Coordinate labeling data:
* * *

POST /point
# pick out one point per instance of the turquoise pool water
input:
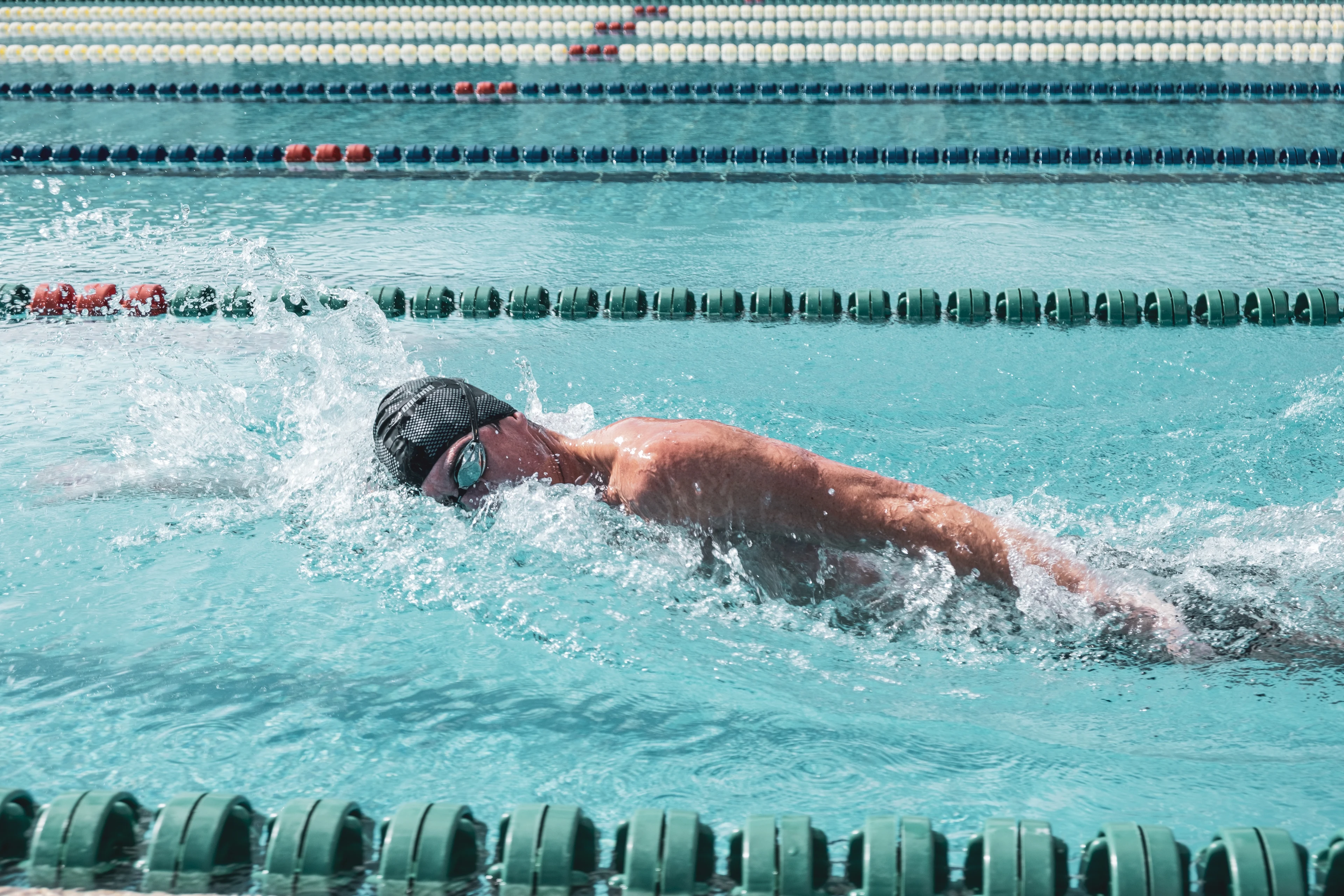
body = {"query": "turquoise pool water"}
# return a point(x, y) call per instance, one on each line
point(203, 588)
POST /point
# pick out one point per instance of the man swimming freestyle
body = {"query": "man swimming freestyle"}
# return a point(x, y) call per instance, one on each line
point(457, 444)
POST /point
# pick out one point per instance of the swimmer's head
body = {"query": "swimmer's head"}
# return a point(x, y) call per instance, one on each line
point(421, 418)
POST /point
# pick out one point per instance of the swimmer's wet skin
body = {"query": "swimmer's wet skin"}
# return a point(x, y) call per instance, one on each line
point(457, 444)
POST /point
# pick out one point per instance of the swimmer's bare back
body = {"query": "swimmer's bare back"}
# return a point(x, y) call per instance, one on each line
point(717, 477)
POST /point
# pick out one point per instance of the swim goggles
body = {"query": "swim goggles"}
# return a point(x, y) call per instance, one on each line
point(470, 465)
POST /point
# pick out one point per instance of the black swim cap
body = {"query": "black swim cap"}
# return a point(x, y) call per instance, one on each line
point(419, 420)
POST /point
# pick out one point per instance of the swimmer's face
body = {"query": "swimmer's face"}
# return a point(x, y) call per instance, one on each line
point(515, 450)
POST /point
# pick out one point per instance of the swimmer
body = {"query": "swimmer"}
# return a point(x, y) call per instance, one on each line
point(457, 444)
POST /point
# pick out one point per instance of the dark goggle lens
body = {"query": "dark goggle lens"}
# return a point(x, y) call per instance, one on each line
point(471, 465)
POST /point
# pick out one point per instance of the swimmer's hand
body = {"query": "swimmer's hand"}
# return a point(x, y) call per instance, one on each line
point(1148, 614)
point(1144, 613)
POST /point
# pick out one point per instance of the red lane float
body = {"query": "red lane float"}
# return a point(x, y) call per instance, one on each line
point(96, 300)
point(146, 300)
point(51, 300)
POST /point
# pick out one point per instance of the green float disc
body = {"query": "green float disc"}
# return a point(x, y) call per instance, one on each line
point(643, 852)
point(480, 301)
point(969, 306)
point(529, 301)
point(870, 306)
point(579, 301)
point(918, 304)
point(521, 839)
point(195, 838)
point(924, 866)
point(433, 303)
point(722, 304)
point(1318, 307)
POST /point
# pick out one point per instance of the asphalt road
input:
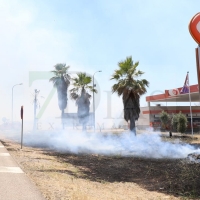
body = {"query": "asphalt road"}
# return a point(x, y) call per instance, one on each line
point(14, 183)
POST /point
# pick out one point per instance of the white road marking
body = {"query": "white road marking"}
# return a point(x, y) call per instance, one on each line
point(10, 170)
point(4, 154)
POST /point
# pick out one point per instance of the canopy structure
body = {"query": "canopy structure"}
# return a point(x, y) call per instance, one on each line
point(174, 95)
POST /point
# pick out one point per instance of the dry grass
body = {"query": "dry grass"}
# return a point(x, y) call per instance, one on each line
point(90, 177)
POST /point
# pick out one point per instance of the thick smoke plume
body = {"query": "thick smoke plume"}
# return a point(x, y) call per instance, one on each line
point(142, 145)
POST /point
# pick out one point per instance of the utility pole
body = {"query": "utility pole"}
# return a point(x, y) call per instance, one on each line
point(35, 108)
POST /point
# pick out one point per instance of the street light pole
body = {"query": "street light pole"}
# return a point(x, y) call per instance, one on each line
point(12, 98)
point(94, 100)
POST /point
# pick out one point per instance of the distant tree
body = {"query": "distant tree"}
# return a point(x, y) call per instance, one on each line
point(80, 93)
point(61, 81)
point(131, 88)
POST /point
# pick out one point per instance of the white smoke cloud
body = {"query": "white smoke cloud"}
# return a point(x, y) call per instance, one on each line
point(125, 144)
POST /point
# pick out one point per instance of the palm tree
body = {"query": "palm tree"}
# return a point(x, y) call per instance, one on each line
point(80, 93)
point(130, 88)
point(61, 81)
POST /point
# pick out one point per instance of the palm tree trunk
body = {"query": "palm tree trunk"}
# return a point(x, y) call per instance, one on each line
point(62, 118)
point(132, 125)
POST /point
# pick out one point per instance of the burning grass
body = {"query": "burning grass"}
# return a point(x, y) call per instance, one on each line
point(71, 176)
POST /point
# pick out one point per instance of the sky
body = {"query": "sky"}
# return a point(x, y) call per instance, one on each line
point(90, 36)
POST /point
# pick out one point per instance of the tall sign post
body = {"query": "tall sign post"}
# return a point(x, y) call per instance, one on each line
point(194, 28)
point(22, 117)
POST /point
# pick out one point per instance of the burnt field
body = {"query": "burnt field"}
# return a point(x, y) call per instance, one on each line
point(93, 176)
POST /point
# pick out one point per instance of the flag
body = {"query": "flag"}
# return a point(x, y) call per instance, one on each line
point(185, 88)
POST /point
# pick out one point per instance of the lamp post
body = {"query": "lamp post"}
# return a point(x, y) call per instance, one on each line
point(12, 98)
point(94, 100)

* * *

Please rewrite all of the material above as a numbered list, omitting blank lines and leaving out the pictures.

1. POST /point
2. # pick out one point per instance of the turquoise pool water
3. input:
4. body = {"query": "turquoise pool water"}
5. # return a point(x, y) call per instance, one on each line
6. point(203, 588)
7. POST /point
8. # pick out one point per instance of the man swimming freestyle
9. body = {"query": "man swimming freestyle"}
10. # return a point(x, y) call per instance, one on each line
11. point(457, 444)
12. POST /point
13. # pick out one point per instance of the swimmer's head
14. body = {"query": "swimmer's head"}
15. # return a point(x, y) call per instance, one on each line
16. point(421, 418)
17. POST /point
18. # pick out one point per instance of the swimmer's wet skin
19. body = {"query": "swimmer's wet skin"}
20. # return a point(x, y) call per instance, one on each line
21. point(457, 444)
22. POST /point
23. # pick out one point per instance of the swimmer's bare back
24. body = {"query": "swimmer's bare back"}
25. # return a point(x, y) call per instance, one on each line
26. point(717, 477)
27. POST /point
28. # pick out one point per instance of the swim goggles
29. body = {"query": "swim goggles"}
30. # return a point(x, y) call per instance, one on each line
31. point(470, 465)
32. POST /point
33. # pick out one point per instance of the black swim cap
34. body = {"query": "black swim cap"}
35. # return a point(x, y) call per instance, one on each line
36. point(419, 420)
37. POST /point
38. # pick out one point per instance of the swimmer's face
39. body = {"query": "swimmer's face"}
40. # return a point(x, y) call per instance, one on each line
41. point(515, 450)
42. POST /point
43. # pick out one point per instance of the swimmer
44. body = {"query": "swimmer"}
45. # return a point(x, y) call per instance, one on each line
46. point(457, 444)
47. POST /point
48. # pick out one point per instance of the dark goggle lens
49. body = {"query": "dark goggle lens"}
50. # return a point(x, y) call per instance, one on each line
51. point(471, 465)
52. POST /point
53. # pick out one point per instance of the swimmer's hand
54. body = {"query": "swimmer's hand"}
55. # return a point(x, y) call per instance, one on each line
56. point(1148, 614)
57. point(1144, 613)
58. POST /point
59. # pick out one point per instance of the red lane float
60. body = {"query": "red lane float"}
61. # return a point(x, y) call per instance, one on each line
62. point(96, 300)
63. point(146, 300)
64. point(51, 300)
65. POST /point
66. # pick out one point per instance of the green float disc
67. body = {"query": "green float disc"}
68. # return a point(x, y) call per instance, one on each line
69. point(643, 852)
70. point(480, 301)
71. point(969, 306)
72. point(529, 301)
73. point(870, 306)
74. point(579, 301)
75. point(918, 304)
76. point(521, 839)
77. point(195, 838)
78. point(924, 866)
79. point(433, 303)
80. point(722, 304)
81. point(1318, 307)
82. POST /point
83. # pick out one point per instance of the asphalt road
84. input:
85. body = {"query": "asphalt road"}
86. # return a point(x, y) call per instance, one on each line
87. point(14, 183)
88. POST /point
89. # pick out one point per instance of the white road marking
90. body = {"query": "white road marking"}
91. # return a point(x, y) call per instance, one on each line
92. point(10, 170)
93. point(4, 154)
94. POST /point
95. # pick out one point per instance of the canopy structure
96. body = {"query": "canopy structure"}
97. # return a point(x, y) call per instance, one on each line
98. point(174, 95)
99. POST /point
100. # pick out one point per instance of the dry grass
101. body = {"query": "dry grass"}
102. # return a point(x, y) call per instance, one on each line
103. point(90, 177)
104. POST /point
105. # pick out one point per instance of the thick smoke plume
106. body = {"query": "thick smoke plume"}
107. # return a point(x, y) call per instance, one on each line
108. point(142, 145)
109. POST /point
110. # pick out one point per instance of the utility pole
111. body = {"query": "utility pole"}
112. # return a point(x, y) call per instance, one on each line
113. point(35, 108)
114. POST /point
115. # pick out one point per instance of the street light pole
116. body = {"query": "street light pole"}
117. # return a point(x, y) call per instance, one on each line
118. point(12, 98)
119. point(94, 100)
120. POST /point
121. # pick out one point per instance of the distant tree
122. body = {"query": "distant tree"}
123. # return a point(x, y) call per instance, one on each line
124. point(80, 93)
125. point(61, 81)
126. point(131, 88)
127. POST /point
128. # pick out one point per instance of the white smoke cloud
129. body = {"query": "white smoke cloud"}
130. # return a point(x, y) call per instance, one on each line
131. point(125, 144)
132. POST /point
133. # pick out one point per instance of the palm tree
134. body = {"query": "palm tree"}
135. # return a point(x, y) call per instance, one on each line
136. point(80, 93)
137. point(130, 88)
138. point(61, 81)
139. POST /point
140. # pick out one point per instance of the palm tree trunk
141. body = {"query": "palm tree trunk"}
142. # return a point(x, y) call per instance, one on each line
143. point(62, 118)
144. point(132, 125)
145. POST /point
146. # pick out one point per instance of the burning grass
147. body = {"query": "burning grass"}
148. # return a point(x, y) call per instance, one on each line
149. point(71, 176)
150. POST /point
151. # pick out one point per instance of the sky
152. body = {"query": "sky"}
153. # return a point(x, y) call per instance, one on each line
154. point(90, 36)
155. POST /point
156. # pick out one point per instance of the tall sign post
157. body = {"query": "tall sign post"}
158. # return a point(x, y) call per instance, one on each line
159. point(194, 28)
160. point(22, 117)
161. POST /point
162. # pick out one point per instance of the burnt field
163. body = {"query": "burnt field"}
164. # return a point(x, y) call per instance, one on each line
165. point(93, 176)
166. POST /point
167. # pick out one point per instance of the flag
168. body = {"query": "flag"}
169. # return a point(x, y) call per instance, one on each line
170. point(185, 88)
171. POST /point
172. # pick out one point per instance of the lamp post
173. body = {"query": "lamp post"}
174. # return a point(x, y) call per instance, one on each line
175. point(12, 98)
176. point(94, 100)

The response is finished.